> [Task prompt]
Only the lines starting at the one that contains "Task: Could you identify the capsized" and running to the end should be repeated, exactly as written.

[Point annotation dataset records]

==========

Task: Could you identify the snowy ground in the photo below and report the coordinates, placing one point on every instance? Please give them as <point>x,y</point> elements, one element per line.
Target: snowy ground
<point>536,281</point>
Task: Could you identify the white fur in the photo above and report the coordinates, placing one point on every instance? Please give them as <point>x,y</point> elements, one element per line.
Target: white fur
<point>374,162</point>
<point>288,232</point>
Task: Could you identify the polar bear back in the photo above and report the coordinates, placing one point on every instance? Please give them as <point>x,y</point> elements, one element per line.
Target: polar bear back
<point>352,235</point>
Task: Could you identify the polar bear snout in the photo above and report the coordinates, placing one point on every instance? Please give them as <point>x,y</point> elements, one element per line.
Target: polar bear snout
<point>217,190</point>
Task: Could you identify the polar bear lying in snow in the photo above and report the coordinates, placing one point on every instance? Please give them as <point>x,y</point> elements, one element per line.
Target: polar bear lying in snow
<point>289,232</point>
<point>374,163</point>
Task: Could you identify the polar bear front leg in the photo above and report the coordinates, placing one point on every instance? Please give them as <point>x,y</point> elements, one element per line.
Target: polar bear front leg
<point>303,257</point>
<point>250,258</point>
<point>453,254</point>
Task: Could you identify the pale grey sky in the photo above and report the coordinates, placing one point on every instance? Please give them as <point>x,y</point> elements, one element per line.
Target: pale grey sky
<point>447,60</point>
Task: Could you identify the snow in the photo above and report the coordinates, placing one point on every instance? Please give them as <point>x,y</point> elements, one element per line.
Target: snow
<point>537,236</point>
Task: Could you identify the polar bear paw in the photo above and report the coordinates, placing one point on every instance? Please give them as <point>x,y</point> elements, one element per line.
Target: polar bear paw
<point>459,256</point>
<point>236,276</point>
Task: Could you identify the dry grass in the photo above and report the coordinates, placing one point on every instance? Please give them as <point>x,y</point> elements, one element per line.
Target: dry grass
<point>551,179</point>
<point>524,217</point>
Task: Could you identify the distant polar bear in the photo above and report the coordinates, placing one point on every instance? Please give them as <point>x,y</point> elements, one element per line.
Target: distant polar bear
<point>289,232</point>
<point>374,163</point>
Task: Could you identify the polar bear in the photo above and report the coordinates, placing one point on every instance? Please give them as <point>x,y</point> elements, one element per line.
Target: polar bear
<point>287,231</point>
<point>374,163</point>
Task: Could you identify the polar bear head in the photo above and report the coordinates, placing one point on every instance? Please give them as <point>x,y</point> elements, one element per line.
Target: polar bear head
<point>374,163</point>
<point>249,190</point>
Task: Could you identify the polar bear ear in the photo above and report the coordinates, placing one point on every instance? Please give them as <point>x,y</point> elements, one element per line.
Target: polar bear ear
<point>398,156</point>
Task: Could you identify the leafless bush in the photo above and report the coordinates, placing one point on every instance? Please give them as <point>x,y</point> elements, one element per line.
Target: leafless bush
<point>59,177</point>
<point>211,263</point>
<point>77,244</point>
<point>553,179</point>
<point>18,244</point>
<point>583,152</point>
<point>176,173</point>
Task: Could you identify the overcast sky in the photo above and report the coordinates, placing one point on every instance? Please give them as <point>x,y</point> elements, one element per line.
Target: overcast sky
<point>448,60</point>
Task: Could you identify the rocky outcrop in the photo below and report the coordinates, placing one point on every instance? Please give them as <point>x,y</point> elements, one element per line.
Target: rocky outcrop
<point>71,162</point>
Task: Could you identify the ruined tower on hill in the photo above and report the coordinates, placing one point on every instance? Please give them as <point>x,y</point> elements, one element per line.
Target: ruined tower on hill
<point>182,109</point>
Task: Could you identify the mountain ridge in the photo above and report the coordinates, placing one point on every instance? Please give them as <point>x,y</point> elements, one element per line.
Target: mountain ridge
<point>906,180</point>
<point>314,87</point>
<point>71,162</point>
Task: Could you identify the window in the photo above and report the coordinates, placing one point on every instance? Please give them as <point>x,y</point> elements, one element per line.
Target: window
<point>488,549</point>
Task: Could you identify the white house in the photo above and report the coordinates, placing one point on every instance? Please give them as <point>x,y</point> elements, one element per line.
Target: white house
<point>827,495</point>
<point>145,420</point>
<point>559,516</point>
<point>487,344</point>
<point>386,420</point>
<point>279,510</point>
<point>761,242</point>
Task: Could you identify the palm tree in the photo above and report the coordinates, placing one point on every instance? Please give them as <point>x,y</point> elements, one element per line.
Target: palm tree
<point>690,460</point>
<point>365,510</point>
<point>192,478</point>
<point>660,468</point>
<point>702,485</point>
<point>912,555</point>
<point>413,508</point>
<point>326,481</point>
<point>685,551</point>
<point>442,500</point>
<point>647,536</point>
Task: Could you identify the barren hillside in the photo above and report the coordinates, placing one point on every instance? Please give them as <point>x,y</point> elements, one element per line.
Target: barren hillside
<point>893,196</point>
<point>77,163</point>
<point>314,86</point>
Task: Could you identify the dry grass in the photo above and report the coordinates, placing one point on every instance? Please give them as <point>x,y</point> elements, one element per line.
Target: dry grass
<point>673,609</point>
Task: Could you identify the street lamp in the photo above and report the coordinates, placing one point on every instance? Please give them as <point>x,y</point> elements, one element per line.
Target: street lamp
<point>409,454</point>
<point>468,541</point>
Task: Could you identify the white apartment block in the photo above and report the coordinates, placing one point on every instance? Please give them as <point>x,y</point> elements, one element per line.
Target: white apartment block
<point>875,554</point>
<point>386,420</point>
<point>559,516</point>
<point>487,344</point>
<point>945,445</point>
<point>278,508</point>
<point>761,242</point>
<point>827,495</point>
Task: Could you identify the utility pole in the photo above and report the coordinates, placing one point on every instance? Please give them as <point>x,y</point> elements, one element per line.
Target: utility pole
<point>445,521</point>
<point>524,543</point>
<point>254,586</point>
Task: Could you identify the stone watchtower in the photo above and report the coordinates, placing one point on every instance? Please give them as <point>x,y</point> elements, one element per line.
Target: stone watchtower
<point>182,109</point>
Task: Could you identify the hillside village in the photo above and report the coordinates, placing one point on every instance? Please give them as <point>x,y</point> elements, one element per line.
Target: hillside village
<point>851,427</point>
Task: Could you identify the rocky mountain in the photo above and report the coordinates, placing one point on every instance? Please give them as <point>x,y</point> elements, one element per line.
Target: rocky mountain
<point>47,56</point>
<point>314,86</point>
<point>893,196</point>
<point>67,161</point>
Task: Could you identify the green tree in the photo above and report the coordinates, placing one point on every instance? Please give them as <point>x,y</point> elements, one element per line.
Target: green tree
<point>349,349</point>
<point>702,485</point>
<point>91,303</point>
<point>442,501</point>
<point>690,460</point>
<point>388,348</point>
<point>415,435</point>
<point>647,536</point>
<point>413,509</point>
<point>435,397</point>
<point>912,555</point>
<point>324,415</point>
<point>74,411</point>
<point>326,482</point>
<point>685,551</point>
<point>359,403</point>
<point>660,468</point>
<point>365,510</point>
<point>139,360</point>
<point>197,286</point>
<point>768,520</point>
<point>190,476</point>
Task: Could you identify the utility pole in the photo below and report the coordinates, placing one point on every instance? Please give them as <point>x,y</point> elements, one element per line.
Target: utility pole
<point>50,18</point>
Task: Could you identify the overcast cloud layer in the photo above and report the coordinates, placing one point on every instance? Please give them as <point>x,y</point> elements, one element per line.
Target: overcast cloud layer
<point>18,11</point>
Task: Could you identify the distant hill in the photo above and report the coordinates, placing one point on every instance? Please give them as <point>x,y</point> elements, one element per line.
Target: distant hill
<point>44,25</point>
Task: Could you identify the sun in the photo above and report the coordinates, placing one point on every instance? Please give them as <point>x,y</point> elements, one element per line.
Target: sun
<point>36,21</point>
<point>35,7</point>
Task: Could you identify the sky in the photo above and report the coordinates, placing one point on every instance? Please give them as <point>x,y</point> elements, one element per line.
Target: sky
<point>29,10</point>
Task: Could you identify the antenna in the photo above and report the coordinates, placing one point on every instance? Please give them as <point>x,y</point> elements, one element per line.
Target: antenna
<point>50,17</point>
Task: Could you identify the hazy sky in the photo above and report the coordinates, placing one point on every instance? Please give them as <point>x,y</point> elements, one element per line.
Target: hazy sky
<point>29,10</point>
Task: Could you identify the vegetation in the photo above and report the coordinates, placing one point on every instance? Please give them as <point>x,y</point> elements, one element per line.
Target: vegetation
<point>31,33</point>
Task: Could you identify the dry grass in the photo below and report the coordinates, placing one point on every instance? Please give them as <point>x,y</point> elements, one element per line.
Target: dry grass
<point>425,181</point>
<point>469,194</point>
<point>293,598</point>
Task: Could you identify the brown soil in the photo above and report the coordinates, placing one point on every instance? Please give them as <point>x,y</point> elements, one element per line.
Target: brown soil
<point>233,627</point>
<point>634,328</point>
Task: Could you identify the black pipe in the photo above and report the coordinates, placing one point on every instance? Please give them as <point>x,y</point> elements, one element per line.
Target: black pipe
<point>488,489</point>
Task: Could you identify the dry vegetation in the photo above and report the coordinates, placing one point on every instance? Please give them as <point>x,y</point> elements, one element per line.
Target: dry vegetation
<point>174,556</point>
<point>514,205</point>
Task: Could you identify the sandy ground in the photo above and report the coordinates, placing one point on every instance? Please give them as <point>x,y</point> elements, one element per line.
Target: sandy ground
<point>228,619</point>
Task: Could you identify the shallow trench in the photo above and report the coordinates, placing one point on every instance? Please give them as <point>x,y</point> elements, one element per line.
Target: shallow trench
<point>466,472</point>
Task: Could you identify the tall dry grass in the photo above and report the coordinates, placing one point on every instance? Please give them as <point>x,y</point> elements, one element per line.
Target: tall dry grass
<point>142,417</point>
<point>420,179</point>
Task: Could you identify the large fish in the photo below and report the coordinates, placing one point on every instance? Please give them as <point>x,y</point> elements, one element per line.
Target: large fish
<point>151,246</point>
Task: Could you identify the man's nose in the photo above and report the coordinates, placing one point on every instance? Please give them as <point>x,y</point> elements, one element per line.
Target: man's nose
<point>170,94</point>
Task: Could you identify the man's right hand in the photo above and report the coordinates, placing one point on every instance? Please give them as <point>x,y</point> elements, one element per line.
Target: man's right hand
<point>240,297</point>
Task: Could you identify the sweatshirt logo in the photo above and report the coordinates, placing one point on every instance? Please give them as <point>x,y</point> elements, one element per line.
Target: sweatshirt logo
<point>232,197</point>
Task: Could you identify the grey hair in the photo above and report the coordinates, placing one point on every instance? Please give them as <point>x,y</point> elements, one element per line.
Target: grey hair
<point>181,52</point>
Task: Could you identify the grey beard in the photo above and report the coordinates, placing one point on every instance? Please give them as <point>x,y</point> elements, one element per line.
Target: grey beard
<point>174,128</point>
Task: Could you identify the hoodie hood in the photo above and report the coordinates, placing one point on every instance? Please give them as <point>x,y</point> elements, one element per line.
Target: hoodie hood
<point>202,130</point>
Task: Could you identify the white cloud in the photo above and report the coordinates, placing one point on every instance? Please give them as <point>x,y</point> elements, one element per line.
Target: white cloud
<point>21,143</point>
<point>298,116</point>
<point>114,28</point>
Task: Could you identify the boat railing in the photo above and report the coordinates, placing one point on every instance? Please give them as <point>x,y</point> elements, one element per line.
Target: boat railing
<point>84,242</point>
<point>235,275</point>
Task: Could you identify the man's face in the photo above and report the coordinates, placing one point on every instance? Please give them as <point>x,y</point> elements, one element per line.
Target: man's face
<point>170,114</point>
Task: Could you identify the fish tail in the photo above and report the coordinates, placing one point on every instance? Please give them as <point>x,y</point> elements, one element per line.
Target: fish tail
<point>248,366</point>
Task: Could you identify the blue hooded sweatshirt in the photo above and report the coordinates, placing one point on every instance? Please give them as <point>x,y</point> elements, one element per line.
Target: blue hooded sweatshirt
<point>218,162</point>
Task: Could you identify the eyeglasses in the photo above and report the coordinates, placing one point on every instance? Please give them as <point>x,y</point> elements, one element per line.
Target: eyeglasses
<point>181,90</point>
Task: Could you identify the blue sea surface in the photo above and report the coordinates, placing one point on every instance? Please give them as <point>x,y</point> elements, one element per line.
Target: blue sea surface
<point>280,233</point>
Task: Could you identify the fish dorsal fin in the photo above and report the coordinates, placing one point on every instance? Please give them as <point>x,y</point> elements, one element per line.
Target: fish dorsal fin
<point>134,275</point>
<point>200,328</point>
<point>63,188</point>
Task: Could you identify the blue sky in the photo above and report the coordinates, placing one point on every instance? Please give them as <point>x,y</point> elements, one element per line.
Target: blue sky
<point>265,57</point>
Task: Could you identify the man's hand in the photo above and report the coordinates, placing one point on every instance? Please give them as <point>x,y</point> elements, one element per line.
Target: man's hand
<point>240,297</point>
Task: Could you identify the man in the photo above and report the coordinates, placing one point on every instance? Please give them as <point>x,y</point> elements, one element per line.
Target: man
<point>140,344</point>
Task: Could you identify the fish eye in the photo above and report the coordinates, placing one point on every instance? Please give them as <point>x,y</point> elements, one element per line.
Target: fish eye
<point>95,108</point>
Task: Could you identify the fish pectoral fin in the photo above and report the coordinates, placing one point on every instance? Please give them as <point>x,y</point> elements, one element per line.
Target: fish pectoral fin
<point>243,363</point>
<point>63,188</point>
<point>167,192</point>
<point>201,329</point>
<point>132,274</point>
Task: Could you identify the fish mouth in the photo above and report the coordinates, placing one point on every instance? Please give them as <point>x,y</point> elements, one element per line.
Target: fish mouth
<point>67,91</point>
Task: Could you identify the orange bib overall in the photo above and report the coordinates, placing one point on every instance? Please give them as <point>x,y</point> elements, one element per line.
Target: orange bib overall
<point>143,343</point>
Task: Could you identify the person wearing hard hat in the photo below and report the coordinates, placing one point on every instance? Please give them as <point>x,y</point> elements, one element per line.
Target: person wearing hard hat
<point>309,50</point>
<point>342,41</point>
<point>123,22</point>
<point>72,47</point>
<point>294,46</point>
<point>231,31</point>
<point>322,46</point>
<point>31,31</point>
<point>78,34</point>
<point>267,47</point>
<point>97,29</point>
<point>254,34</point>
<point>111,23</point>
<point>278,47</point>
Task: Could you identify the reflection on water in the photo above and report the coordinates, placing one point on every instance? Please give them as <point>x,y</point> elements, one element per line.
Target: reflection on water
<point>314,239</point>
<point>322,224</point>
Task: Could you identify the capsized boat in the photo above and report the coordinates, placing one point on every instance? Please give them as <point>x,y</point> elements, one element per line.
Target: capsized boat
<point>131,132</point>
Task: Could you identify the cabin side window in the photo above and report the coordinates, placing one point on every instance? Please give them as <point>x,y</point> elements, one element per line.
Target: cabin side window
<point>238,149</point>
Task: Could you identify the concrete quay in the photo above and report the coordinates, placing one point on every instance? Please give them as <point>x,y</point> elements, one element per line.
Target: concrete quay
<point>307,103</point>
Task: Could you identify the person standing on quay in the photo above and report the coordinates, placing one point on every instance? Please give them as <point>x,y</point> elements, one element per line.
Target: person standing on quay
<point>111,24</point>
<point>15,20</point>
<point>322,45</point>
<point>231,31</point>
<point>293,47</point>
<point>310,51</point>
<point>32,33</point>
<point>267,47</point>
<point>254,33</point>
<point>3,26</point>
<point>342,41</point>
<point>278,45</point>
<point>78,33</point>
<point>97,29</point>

==========

> [Worked solution]
Task: Could you identify the capsized boat in the photo above and report the coordinates, placing one point on every instance? Please give them as <point>x,y</point> elements, one element per line.
Target: capsized boat
<point>131,132</point>
Task: Could you identify the cabin side window in the photo above and report the coordinates, placing one point on every instance? Please give them as <point>x,y</point> elements, one element per line.
Target: cabin side window
<point>238,149</point>
Task: Could you identify the concrete quay in the photo above and report the coordinates, placing one point on every instance? Please give them as <point>x,y</point> elements, one element per line.
Target: concrete quay
<point>307,103</point>
Task: Could you identify the person standing on quay in the photo above and report the coordinates, placing one point on every instance? Please give them as <point>x,y</point> elements, one element per line.
Target: person standing on quay
<point>111,24</point>
<point>15,20</point>
<point>322,45</point>
<point>231,31</point>
<point>293,47</point>
<point>310,51</point>
<point>32,33</point>
<point>267,47</point>
<point>254,33</point>
<point>3,26</point>
<point>342,41</point>
<point>278,45</point>
<point>78,33</point>
<point>97,29</point>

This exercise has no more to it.